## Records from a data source
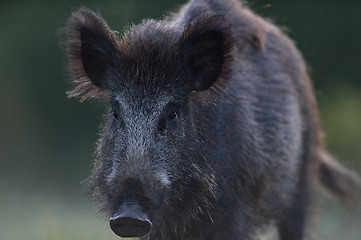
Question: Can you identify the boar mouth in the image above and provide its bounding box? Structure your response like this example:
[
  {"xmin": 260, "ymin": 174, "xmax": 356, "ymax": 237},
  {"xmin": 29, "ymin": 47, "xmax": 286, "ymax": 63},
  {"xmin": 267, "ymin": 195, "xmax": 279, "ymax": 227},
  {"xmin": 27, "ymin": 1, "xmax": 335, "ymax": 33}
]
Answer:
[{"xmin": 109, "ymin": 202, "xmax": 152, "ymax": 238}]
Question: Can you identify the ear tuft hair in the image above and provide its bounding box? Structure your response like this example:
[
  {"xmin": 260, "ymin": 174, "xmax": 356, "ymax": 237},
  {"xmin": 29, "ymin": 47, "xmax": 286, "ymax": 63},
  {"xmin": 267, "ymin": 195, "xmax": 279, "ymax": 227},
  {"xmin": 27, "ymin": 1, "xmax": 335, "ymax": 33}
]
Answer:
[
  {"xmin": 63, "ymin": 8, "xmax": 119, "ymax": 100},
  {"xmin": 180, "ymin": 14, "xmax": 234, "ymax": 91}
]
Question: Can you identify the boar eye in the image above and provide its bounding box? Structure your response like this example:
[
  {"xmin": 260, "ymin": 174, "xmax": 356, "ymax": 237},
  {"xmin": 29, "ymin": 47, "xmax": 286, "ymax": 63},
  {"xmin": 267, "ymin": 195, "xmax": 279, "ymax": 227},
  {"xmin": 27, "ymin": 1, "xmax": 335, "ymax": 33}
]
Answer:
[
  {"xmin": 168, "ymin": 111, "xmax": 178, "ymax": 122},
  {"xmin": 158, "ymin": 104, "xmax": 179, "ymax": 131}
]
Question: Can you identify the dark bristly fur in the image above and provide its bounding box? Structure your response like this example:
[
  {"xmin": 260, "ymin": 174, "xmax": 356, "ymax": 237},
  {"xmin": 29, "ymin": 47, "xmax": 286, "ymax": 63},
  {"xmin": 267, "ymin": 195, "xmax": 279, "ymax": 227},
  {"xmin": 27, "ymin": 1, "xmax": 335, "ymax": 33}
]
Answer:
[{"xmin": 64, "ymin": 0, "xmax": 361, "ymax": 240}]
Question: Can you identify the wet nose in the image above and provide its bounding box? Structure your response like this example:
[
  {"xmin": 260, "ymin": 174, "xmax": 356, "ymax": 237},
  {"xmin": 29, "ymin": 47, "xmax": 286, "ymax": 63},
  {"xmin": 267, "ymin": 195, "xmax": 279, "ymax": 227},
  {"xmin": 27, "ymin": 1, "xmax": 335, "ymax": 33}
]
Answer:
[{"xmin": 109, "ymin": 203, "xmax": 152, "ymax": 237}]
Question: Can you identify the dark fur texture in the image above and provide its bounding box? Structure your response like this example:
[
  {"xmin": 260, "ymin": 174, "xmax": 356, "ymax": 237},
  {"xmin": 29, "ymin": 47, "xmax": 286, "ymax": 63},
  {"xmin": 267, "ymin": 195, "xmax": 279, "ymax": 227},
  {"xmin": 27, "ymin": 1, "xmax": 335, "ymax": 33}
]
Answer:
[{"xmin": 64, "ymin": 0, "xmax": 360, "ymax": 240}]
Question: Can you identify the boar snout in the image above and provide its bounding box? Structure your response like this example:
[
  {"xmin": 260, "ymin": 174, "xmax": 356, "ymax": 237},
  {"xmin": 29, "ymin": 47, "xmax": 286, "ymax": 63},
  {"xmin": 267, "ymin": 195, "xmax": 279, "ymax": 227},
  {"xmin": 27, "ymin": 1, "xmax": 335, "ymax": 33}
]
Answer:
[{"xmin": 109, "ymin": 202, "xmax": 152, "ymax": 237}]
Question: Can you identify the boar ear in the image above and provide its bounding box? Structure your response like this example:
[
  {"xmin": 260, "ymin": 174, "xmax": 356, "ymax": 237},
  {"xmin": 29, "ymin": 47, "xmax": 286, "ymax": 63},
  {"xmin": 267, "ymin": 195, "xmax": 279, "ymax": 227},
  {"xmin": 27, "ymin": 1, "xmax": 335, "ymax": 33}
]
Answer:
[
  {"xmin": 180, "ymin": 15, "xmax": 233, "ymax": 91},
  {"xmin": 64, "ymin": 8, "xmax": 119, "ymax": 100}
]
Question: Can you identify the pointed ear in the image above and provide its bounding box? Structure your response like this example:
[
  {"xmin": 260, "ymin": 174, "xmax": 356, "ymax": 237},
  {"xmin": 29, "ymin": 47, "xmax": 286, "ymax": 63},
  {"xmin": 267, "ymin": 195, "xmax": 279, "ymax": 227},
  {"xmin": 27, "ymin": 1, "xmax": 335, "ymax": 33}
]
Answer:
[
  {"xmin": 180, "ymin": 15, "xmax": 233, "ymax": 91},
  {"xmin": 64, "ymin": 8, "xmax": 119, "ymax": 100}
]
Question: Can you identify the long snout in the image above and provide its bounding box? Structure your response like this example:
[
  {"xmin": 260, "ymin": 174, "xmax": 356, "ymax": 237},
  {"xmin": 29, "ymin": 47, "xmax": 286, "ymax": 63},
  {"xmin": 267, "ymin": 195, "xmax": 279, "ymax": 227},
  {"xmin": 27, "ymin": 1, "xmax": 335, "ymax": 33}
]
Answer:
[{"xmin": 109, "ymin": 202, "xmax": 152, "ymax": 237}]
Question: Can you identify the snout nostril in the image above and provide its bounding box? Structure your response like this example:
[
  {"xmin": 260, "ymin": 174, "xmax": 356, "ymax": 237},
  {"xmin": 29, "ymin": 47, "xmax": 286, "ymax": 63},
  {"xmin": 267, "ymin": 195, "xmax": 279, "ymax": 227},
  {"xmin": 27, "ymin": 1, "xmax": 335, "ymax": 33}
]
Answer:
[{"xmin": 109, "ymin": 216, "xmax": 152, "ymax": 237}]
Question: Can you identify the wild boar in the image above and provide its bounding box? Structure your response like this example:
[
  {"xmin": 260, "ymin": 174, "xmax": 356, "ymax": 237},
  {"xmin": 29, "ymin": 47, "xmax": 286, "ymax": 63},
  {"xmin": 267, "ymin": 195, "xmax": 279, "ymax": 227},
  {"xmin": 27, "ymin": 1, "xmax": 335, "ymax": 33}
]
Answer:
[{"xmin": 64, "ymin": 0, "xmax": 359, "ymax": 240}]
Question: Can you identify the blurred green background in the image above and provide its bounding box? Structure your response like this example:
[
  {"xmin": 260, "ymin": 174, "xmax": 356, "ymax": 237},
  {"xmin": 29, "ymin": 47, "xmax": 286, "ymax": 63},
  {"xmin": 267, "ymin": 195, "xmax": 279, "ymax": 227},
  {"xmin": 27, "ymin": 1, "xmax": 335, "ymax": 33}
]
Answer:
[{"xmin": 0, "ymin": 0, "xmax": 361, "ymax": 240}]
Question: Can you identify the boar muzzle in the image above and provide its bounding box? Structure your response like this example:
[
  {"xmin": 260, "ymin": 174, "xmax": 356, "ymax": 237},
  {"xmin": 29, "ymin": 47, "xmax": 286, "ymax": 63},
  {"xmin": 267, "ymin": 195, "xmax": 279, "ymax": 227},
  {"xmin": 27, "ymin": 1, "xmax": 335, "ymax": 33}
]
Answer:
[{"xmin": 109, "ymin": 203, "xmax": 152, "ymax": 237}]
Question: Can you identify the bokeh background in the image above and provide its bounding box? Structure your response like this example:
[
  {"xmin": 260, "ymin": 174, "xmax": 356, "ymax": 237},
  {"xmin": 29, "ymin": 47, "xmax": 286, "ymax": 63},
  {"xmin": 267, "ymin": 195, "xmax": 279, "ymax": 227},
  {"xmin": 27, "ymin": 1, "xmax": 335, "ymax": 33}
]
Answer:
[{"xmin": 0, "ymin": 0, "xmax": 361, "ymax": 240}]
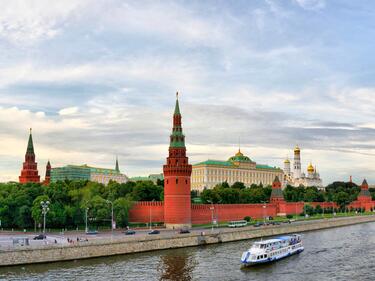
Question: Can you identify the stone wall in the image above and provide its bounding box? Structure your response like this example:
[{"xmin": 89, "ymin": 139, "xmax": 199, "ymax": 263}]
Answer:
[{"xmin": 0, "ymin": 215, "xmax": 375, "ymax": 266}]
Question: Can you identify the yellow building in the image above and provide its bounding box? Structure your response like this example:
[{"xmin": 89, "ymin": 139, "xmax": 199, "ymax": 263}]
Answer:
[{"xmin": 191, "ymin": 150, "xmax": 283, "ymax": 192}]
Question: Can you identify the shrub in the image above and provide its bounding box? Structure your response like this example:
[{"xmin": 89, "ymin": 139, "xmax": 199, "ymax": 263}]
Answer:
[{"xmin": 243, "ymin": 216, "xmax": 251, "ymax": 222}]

---

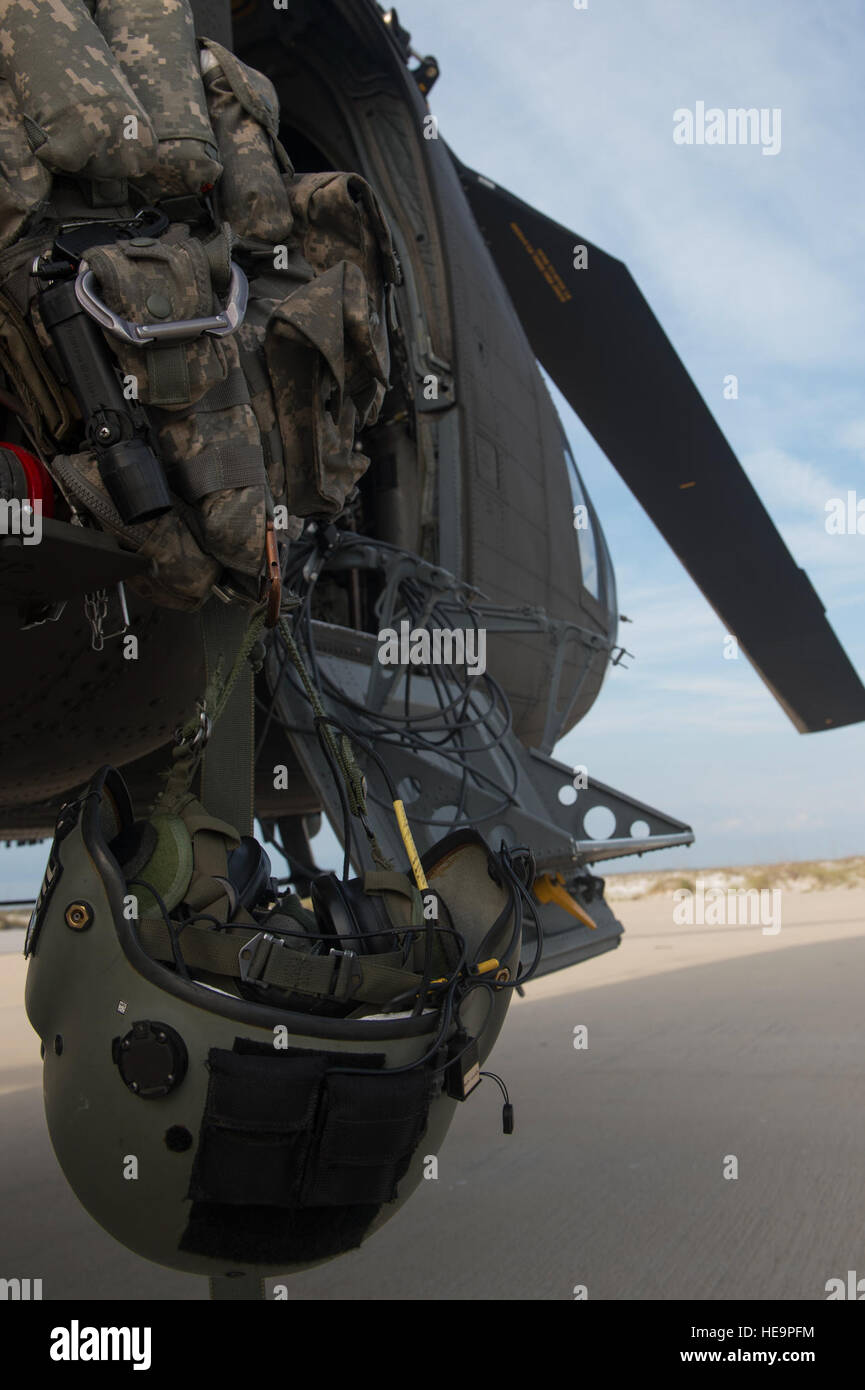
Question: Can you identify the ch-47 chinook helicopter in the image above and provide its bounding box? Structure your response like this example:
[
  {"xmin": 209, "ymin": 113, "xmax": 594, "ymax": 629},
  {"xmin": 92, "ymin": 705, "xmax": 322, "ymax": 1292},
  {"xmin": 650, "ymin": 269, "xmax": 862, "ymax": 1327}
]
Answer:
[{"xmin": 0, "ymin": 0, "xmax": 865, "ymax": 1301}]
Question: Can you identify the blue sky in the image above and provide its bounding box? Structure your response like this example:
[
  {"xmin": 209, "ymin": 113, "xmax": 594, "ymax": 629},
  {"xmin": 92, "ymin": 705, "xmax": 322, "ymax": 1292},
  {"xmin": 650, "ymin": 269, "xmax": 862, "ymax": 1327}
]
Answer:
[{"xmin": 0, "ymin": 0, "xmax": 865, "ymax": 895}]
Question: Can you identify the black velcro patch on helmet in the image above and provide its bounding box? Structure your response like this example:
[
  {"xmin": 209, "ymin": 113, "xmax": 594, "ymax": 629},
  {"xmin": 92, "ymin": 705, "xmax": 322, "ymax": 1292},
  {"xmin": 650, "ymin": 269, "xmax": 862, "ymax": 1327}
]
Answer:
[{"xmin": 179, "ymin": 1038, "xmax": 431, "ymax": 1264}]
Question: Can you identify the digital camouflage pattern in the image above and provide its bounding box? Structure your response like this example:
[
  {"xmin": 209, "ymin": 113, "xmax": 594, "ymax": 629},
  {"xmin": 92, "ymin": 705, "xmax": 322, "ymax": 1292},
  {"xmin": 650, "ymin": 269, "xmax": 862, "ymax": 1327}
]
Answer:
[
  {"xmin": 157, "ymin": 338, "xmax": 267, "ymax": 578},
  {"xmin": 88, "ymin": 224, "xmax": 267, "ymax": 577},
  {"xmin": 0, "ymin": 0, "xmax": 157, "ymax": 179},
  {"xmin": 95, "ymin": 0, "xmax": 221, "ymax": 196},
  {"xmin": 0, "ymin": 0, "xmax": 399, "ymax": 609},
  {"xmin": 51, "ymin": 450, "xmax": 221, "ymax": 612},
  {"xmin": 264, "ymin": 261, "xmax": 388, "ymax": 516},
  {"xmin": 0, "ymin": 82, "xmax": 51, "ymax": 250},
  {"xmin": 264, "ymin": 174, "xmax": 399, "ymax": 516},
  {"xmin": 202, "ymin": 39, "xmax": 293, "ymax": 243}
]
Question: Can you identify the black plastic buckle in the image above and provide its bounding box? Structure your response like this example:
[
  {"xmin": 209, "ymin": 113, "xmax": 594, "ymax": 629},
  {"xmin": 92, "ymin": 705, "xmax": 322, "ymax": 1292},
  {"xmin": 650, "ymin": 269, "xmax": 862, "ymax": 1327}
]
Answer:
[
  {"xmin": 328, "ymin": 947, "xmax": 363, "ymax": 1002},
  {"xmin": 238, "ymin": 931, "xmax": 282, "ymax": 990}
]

## Exercise brief
Pull out every line of the records above that contains the string "background". Copy each such line in full.

## Reply to the task
Question: Can you identify the blurred green background in the image above and provide its bounding box? Structure your response like this example:
Question: Can you identify the bokeh background in the image above and provide its bounding box? Structure your response like this example:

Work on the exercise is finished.